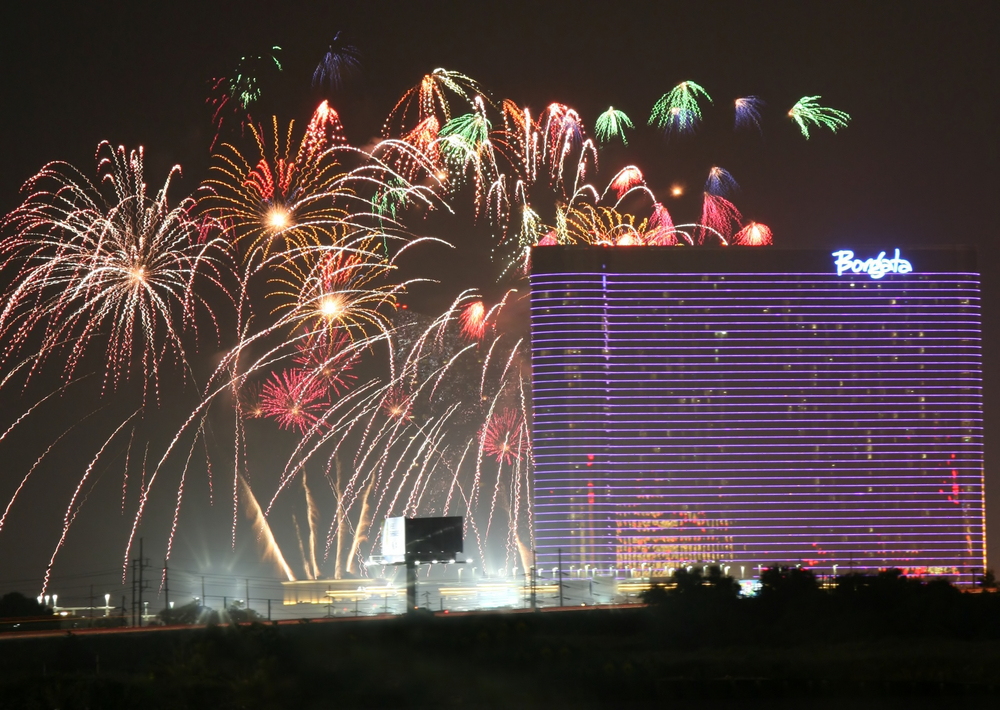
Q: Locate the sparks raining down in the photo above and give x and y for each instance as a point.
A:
(611, 124)
(303, 236)
(329, 355)
(719, 218)
(678, 111)
(245, 83)
(502, 437)
(278, 203)
(129, 270)
(748, 113)
(807, 112)
(754, 235)
(474, 320)
(341, 61)
(627, 178)
(230, 97)
(294, 399)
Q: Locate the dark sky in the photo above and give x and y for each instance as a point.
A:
(918, 164)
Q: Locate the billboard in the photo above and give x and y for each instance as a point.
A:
(422, 539)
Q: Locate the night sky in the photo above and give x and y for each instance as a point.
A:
(917, 166)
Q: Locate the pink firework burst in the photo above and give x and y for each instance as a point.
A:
(719, 216)
(754, 234)
(473, 320)
(396, 403)
(548, 240)
(327, 356)
(627, 178)
(505, 437)
(661, 232)
(294, 398)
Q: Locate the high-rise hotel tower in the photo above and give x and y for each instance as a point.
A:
(758, 406)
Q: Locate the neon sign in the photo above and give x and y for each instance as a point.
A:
(876, 268)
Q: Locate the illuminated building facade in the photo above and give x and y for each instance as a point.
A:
(758, 406)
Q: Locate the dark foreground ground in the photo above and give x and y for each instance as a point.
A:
(671, 655)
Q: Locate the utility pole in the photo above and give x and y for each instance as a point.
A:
(133, 592)
(166, 587)
(560, 576)
(534, 580)
(141, 565)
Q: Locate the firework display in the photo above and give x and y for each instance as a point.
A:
(288, 259)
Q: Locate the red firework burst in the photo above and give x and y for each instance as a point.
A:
(505, 437)
(328, 357)
(396, 403)
(626, 179)
(754, 234)
(473, 320)
(718, 216)
(294, 399)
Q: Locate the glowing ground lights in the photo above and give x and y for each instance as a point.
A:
(274, 295)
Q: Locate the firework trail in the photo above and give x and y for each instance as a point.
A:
(293, 399)
(262, 530)
(123, 270)
(230, 97)
(429, 99)
(719, 217)
(313, 520)
(277, 200)
(72, 510)
(626, 179)
(474, 320)
(312, 231)
(807, 112)
(754, 235)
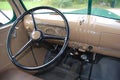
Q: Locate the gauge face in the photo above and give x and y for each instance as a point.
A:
(50, 31)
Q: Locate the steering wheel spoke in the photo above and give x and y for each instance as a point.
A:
(23, 48)
(35, 25)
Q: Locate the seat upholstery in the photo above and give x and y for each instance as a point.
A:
(16, 74)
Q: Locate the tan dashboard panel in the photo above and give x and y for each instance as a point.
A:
(102, 34)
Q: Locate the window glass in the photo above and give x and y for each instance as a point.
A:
(66, 6)
(106, 8)
(6, 13)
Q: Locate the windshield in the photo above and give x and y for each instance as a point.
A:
(104, 8)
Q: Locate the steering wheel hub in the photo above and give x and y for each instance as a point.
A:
(36, 35)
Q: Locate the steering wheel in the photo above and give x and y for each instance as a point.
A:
(36, 36)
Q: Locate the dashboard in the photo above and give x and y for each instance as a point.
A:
(102, 34)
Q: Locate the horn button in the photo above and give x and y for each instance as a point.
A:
(36, 35)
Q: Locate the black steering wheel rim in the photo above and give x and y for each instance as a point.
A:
(14, 61)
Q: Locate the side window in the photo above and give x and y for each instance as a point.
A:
(106, 8)
(6, 13)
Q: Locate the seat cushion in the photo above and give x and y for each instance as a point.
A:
(16, 74)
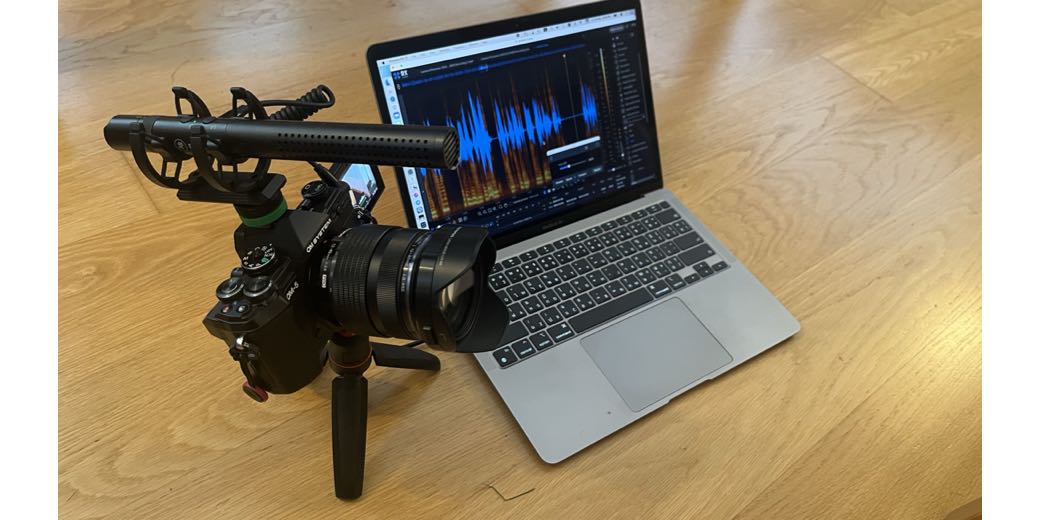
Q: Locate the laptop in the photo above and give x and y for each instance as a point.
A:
(620, 299)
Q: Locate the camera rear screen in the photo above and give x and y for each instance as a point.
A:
(363, 182)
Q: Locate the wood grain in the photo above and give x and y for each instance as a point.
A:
(833, 146)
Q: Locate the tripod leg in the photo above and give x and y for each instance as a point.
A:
(401, 357)
(349, 418)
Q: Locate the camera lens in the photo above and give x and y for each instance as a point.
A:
(407, 283)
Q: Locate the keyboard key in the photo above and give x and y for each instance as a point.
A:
(566, 291)
(568, 309)
(703, 269)
(630, 282)
(614, 308)
(513, 333)
(563, 257)
(541, 341)
(504, 357)
(578, 250)
(596, 278)
(551, 279)
(523, 348)
(616, 288)
(697, 254)
(687, 240)
(580, 284)
(515, 275)
(551, 316)
(675, 281)
(659, 269)
(560, 332)
(674, 263)
(534, 285)
(531, 268)
(655, 254)
(645, 277)
(517, 312)
(659, 288)
(517, 292)
(680, 227)
(626, 265)
(549, 297)
(533, 305)
(599, 294)
(585, 302)
(534, 322)
(548, 262)
(498, 281)
(668, 216)
(582, 266)
(567, 273)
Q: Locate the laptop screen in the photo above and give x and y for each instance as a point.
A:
(549, 119)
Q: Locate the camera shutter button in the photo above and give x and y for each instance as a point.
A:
(229, 288)
(257, 288)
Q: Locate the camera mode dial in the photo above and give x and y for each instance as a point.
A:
(259, 259)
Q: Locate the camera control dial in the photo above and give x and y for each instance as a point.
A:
(259, 259)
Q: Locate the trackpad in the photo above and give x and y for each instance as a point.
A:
(655, 353)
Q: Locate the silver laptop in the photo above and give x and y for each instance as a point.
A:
(620, 297)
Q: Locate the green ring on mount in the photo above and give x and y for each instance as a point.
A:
(260, 222)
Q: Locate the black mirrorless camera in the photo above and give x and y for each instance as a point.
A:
(316, 281)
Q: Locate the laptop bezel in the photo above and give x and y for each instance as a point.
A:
(463, 34)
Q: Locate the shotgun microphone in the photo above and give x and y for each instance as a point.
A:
(235, 139)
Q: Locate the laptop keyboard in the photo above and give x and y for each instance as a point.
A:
(559, 290)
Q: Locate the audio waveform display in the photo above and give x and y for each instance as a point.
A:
(505, 123)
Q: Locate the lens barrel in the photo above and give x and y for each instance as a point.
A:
(407, 283)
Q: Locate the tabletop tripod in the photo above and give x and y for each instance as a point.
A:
(349, 357)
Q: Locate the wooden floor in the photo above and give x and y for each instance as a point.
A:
(834, 147)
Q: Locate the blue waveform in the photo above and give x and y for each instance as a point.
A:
(588, 107)
(514, 129)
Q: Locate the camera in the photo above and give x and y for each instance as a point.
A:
(315, 282)
(326, 267)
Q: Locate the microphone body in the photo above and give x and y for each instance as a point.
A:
(396, 146)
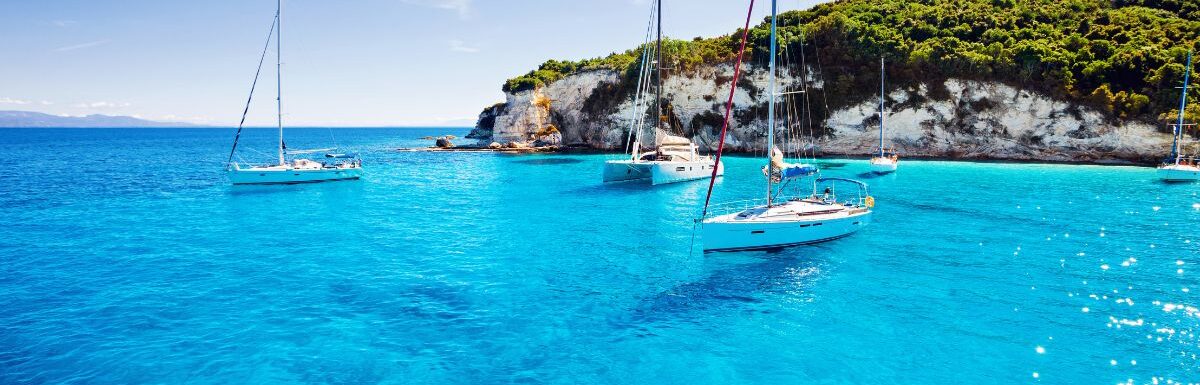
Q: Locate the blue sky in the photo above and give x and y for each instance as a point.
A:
(361, 62)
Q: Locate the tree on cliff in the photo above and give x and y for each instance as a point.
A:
(1121, 56)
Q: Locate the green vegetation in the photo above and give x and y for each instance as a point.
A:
(1122, 56)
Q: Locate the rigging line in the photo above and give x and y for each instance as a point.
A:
(639, 89)
(816, 52)
(729, 109)
(252, 85)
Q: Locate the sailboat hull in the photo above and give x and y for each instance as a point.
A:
(625, 170)
(659, 172)
(1179, 173)
(283, 175)
(741, 232)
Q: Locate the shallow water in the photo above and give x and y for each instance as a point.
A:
(127, 258)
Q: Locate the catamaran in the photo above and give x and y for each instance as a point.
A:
(813, 214)
(885, 161)
(335, 164)
(671, 158)
(1179, 168)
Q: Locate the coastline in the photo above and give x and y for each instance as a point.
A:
(573, 150)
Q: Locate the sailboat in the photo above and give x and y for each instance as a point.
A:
(787, 220)
(1179, 168)
(335, 164)
(671, 158)
(885, 161)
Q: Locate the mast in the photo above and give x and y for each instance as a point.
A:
(1183, 103)
(881, 106)
(771, 110)
(279, 72)
(658, 89)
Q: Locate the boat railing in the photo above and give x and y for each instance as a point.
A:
(733, 206)
(862, 196)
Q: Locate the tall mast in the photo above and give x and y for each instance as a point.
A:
(279, 72)
(881, 106)
(771, 110)
(1183, 104)
(658, 89)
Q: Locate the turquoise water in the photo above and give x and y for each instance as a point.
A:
(127, 258)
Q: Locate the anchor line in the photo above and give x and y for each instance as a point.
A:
(252, 85)
(729, 108)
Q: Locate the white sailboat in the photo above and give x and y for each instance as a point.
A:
(885, 161)
(671, 158)
(787, 220)
(335, 166)
(1179, 168)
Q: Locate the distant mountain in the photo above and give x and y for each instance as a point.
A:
(30, 119)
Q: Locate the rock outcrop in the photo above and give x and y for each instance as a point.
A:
(946, 118)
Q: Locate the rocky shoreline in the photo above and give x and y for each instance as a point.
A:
(949, 119)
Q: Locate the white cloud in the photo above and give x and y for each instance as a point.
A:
(459, 46)
(12, 101)
(459, 6)
(102, 104)
(88, 44)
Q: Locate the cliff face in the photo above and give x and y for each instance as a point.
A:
(951, 118)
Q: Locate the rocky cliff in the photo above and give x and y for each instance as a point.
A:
(947, 118)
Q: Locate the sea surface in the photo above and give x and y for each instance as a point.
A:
(127, 258)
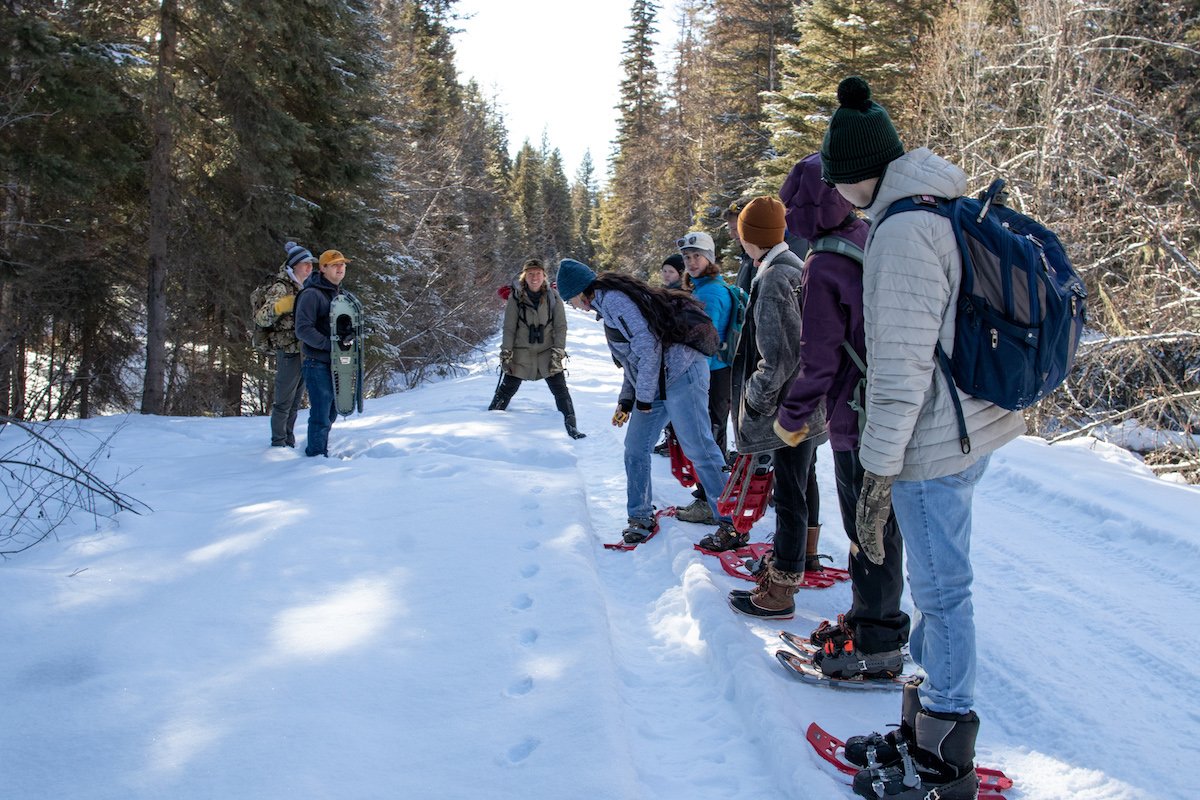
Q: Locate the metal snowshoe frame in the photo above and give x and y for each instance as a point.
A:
(346, 362)
(681, 465)
(748, 489)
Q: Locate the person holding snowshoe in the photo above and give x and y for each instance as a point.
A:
(766, 364)
(534, 343)
(672, 274)
(312, 330)
(912, 452)
(672, 271)
(867, 641)
(708, 287)
(275, 314)
(661, 384)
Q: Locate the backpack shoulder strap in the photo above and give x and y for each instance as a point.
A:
(838, 245)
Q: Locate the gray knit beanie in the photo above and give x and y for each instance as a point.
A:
(297, 253)
(861, 140)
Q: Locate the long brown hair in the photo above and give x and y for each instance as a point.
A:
(658, 305)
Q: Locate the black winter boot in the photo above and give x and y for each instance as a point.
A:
(880, 750)
(940, 763)
(571, 431)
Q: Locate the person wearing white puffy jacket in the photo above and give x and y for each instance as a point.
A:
(916, 462)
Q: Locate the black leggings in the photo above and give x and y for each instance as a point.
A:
(557, 384)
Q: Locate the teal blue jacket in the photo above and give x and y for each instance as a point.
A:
(714, 294)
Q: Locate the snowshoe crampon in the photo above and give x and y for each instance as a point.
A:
(801, 666)
(991, 781)
(748, 491)
(630, 546)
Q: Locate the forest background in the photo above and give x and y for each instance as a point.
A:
(156, 156)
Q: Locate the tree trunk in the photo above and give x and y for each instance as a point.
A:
(153, 392)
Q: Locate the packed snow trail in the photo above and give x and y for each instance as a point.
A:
(430, 613)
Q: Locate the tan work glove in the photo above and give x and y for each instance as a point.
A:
(791, 438)
(871, 515)
(621, 416)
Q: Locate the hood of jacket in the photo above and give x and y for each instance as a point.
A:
(917, 172)
(813, 208)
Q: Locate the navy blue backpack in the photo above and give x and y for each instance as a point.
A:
(1021, 305)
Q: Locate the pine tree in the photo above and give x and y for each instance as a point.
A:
(585, 204)
(629, 204)
(558, 218)
(72, 156)
(837, 38)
------------------------------------
◆ Instructions for the task
Your task is to transcribe, with no changes, only the lines of the listing above that lie between the line holding "Q: Locate the camera lens" and the line holding "Q: Locate the keyboard", inclusive.

◆ Task answer
Q: Locate the camera lens in the photo above and give x and y for each instance as a point.
A:
(407, 283)
Q: Locate the keyboard key in the photo above and give x and y for each instance as a point.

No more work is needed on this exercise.